*Task objective*
Reproduce the closing part of the entries exactly: the line with "In this exercise you will tag the sink basin" and all lines after it, ending with the last line, and nothing else.

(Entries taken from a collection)
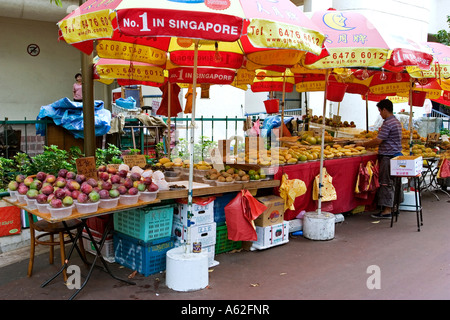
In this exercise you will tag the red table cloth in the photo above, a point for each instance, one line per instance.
(344, 172)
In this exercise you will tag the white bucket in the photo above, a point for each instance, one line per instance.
(186, 271)
(318, 226)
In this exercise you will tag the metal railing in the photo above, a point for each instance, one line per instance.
(445, 118)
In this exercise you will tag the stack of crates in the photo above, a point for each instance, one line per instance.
(142, 237)
(223, 244)
(202, 225)
(97, 227)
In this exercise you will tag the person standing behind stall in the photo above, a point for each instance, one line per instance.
(78, 88)
(389, 142)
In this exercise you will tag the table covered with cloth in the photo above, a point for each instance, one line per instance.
(344, 172)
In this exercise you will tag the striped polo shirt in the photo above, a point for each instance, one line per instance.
(391, 134)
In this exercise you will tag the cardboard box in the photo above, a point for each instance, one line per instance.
(204, 233)
(270, 236)
(201, 214)
(107, 249)
(10, 222)
(274, 214)
(406, 166)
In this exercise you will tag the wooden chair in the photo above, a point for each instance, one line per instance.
(50, 230)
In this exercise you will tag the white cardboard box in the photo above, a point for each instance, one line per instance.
(200, 214)
(406, 166)
(271, 236)
(108, 247)
(204, 233)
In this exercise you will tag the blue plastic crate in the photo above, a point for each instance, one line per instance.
(219, 207)
(146, 223)
(144, 257)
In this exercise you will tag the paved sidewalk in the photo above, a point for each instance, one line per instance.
(412, 265)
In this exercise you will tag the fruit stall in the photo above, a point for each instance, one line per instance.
(145, 200)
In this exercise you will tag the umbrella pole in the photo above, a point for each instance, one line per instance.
(191, 147)
(168, 118)
(367, 112)
(411, 82)
(282, 105)
(319, 200)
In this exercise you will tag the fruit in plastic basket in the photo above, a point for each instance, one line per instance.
(80, 178)
(111, 170)
(106, 185)
(104, 194)
(13, 185)
(67, 201)
(73, 185)
(22, 189)
(93, 182)
(32, 193)
(41, 198)
(135, 176)
(122, 189)
(75, 194)
(62, 173)
(60, 182)
(41, 176)
(164, 160)
(128, 183)
(47, 189)
(71, 175)
(60, 193)
(133, 191)
(122, 173)
(152, 187)
(82, 198)
(50, 178)
(147, 181)
(114, 193)
(94, 196)
(36, 184)
(115, 178)
(20, 178)
(56, 203)
(141, 186)
(103, 175)
(86, 188)
(28, 181)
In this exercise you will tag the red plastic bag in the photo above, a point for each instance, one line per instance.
(239, 215)
(444, 170)
(175, 108)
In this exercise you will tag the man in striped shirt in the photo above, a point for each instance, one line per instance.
(389, 140)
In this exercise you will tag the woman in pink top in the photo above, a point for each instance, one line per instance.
(77, 88)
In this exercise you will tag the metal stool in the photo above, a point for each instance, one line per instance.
(418, 200)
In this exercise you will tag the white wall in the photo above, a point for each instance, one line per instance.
(410, 19)
(28, 82)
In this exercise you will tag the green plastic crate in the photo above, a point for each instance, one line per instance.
(223, 244)
(146, 223)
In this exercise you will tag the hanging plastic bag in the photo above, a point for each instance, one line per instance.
(290, 190)
(239, 215)
(328, 190)
(444, 169)
(374, 184)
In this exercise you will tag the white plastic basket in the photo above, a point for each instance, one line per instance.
(128, 113)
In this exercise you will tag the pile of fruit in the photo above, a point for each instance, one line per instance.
(180, 163)
(230, 174)
(63, 189)
(419, 150)
(330, 122)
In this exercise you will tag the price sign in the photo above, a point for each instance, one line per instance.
(135, 160)
(86, 166)
(433, 137)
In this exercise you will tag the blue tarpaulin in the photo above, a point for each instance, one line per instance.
(69, 115)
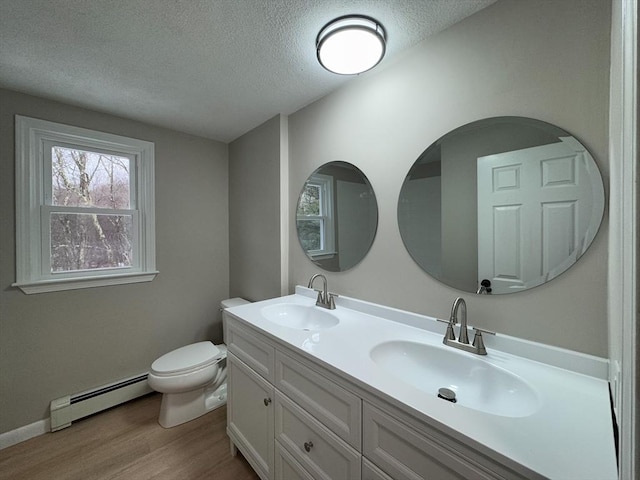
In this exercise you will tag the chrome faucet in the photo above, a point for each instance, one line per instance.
(477, 347)
(325, 299)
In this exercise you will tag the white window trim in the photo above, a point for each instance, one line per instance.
(325, 182)
(31, 134)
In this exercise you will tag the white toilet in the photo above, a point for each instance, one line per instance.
(192, 379)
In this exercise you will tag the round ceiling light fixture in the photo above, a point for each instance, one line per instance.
(351, 44)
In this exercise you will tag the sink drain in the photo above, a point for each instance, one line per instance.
(447, 394)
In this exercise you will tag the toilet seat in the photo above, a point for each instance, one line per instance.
(187, 359)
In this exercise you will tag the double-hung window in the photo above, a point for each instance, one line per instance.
(315, 219)
(84, 208)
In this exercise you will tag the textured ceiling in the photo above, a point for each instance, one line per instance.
(214, 68)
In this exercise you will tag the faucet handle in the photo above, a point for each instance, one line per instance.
(449, 334)
(332, 300)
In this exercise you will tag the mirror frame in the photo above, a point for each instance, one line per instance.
(487, 139)
(362, 234)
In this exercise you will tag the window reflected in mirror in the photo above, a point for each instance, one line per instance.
(337, 216)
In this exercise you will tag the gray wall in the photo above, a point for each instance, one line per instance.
(254, 212)
(59, 343)
(541, 59)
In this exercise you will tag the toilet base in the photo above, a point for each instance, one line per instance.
(179, 408)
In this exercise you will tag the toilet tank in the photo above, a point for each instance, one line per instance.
(228, 303)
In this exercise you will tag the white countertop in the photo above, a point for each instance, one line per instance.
(569, 436)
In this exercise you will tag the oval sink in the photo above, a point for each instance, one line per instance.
(300, 317)
(475, 383)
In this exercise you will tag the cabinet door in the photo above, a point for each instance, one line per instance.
(371, 472)
(250, 416)
(287, 467)
(320, 452)
(406, 454)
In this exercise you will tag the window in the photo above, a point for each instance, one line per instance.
(315, 220)
(84, 208)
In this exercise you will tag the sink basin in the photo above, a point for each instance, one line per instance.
(476, 383)
(300, 317)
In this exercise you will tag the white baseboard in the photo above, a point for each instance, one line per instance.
(21, 434)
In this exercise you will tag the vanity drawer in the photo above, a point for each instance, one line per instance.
(251, 349)
(319, 451)
(406, 454)
(371, 472)
(338, 409)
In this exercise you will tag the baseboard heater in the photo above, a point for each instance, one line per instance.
(70, 408)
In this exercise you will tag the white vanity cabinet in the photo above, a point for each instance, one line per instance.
(294, 419)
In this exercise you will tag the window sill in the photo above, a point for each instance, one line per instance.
(58, 285)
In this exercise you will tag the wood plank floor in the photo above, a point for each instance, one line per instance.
(127, 443)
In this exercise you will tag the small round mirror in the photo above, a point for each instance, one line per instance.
(337, 216)
(501, 205)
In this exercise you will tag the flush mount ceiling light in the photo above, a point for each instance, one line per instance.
(350, 45)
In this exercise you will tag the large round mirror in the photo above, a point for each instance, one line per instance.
(337, 216)
(501, 205)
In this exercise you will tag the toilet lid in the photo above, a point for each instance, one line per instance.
(186, 358)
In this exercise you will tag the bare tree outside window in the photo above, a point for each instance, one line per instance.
(96, 239)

*Task solution*
In this exercise you will tag the sink basin in the photo above, a point for each instance, one line per instance.
(476, 383)
(300, 317)
In this exercise you will tag the white baseboard in the photo above, a point for each instance, one line per instance.
(21, 434)
In this exercise you will tag the vanity drawer in the photo above, a point for each instance, one line per instance.
(251, 349)
(319, 451)
(406, 454)
(371, 472)
(338, 409)
In this exercise you will tag the baseboard heater in the photo above, a point for each instance, one line per instance.
(70, 408)
In this exercise you will tag the white vanity cabinet in the photo above, a point for each instance, one line per instance.
(294, 419)
In this exercise you will tag the window sill in the photo above, a point for each instance, one line per instance.
(58, 285)
In this exercise you will tag the wood plank floor in the photo above, a point for each instance, one line per instance.
(127, 443)
In this exercise you will tag the small round mirror in the photo above, a point for each instance, one line per instance.
(337, 216)
(501, 205)
In this exercise you will tag the flush mount ceiling light in the photo above, a point for each instance, one line per instance.
(350, 45)
In this exercise you will tag the large round mirror in the photo above, a point for each instance, one line per instance.
(337, 216)
(501, 205)
In this exercise you will tag the toilet lid in the photo above, a point for each instance, one line per instance.
(186, 358)
In this exercise you will tag the bare tree outside window in the photo above, a point for each instance, one line per instance.
(96, 239)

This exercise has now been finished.